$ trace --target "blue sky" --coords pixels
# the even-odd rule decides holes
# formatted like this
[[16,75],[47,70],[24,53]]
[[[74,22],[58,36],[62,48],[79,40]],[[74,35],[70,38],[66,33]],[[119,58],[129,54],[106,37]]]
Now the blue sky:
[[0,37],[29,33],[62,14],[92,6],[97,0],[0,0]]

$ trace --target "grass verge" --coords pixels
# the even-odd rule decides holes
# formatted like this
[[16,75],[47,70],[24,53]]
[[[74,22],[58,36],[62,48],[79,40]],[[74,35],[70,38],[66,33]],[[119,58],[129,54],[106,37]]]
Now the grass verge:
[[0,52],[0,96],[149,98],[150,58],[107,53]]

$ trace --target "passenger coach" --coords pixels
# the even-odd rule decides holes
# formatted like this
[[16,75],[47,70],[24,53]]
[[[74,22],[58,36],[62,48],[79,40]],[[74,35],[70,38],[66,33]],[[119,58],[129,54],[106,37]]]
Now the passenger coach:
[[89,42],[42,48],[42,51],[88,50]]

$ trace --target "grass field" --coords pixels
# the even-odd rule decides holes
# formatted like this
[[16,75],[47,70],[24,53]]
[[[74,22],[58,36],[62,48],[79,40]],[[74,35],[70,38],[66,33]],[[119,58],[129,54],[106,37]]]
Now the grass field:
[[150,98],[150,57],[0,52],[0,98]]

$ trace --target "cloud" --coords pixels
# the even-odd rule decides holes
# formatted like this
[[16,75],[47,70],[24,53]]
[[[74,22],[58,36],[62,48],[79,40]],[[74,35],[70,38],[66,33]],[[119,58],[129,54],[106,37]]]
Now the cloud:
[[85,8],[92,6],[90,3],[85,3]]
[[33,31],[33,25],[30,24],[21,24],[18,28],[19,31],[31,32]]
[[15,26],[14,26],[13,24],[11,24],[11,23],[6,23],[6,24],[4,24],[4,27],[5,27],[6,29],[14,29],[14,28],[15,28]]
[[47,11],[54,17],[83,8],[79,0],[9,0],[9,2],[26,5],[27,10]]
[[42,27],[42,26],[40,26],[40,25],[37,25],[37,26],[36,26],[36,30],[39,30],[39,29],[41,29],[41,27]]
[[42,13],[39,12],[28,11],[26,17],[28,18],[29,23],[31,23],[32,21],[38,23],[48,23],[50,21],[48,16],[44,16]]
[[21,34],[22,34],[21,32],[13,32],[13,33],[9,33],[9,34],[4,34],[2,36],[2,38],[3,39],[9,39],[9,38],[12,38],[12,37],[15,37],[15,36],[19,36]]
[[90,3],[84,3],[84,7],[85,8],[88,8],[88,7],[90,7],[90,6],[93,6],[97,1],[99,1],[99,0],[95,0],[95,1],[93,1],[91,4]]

TASK INSTRUCTIONS: Every line above needs to be repeated exactly as shown.

ANSWER FOR THIS EXERCISE:
$ trace --target "blue sky" --coords pixels
# the even-odd rule decides holes
# formatted like this
[[16,75],[47,70],[24,53]]
[[[74,22],[58,36],[62,48],[79,40]],[[74,35],[70,38],[66,33]],[[119,58],[129,54],[106,37]]]
Now the blue sky:
[[0,37],[29,33],[62,14],[92,6],[97,0],[0,0]]

$ trace --target "grass verge" --coords pixels
# the even-odd rule decides holes
# formatted like this
[[16,75],[47,70],[24,53]]
[[[74,22],[58,36],[62,48],[79,40]],[[74,35],[70,38],[66,33]],[[119,58],[129,54],[106,37]]]
Now the grass verge:
[[0,52],[0,96],[149,98],[150,58],[107,53]]

$ trace --target "passenger coach" --coords pixels
# the even-odd rule decides holes
# formatted like this
[[16,75],[47,70],[24,53]]
[[[74,22],[58,36],[62,48],[79,40]],[[74,35],[70,38],[66,33]],[[119,58],[129,54],[106,37]]]
Now the passenger coach:
[[89,42],[42,48],[42,51],[88,50]]

$ trace --target "grass field" --coords pixels
# the even-odd rule decides holes
# formatted like this
[[16,75],[47,70],[24,53]]
[[[74,22],[58,36],[62,48],[79,40]],[[74,35],[70,38],[66,33]],[[119,58],[129,54],[106,37]]]
Now the grass field:
[[150,98],[150,57],[0,52],[0,98]]

$ trace --target "cloud" --coords pixels
# the even-odd rule decides holes
# formatted like this
[[16,75],[47,70],[24,53]]
[[[74,22],[58,36],[62,48],[79,40]],[[74,35],[70,38],[66,33]],[[119,58],[129,54],[106,37]]]
Now the cloud:
[[85,8],[92,6],[90,3],[85,3]]
[[33,31],[33,25],[30,24],[21,24],[18,28],[19,31],[31,32]]
[[15,26],[14,26],[13,24],[11,24],[11,23],[6,23],[6,24],[4,24],[4,27],[5,27],[6,29],[14,29],[14,28],[15,28]]
[[47,11],[54,17],[83,8],[79,0],[9,0],[9,2],[26,5],[27,10]]
[[42,27],[42,26],[40,26],[40,25],[37,25],[37,26],[36,26],[36,30],[39,30],[39,29],[41,29],[41,27]]
[[42,13],[39,12],[28,11],[26,17],[28,18],[29,23],[31,23],[32,21],[38,23],[48,23],[50,21],[48,16],[44,16]]
[[21,34],[22,34],[21,32],[13,32],[13,33],[9,33],[9,34],[4,34],[2,36],[2,38],[3,39],[9,39],[9,38],[12,38],[12,37],[15,37],[15,36],[19,36]]
[[90,3],[84,3],[84,7],[85,8],[88,8],[88,7],[90,7],[90,6],[93,6],[97,1],[99,1],[99,0],[95,0],[95,1],[93,1],[91,4]]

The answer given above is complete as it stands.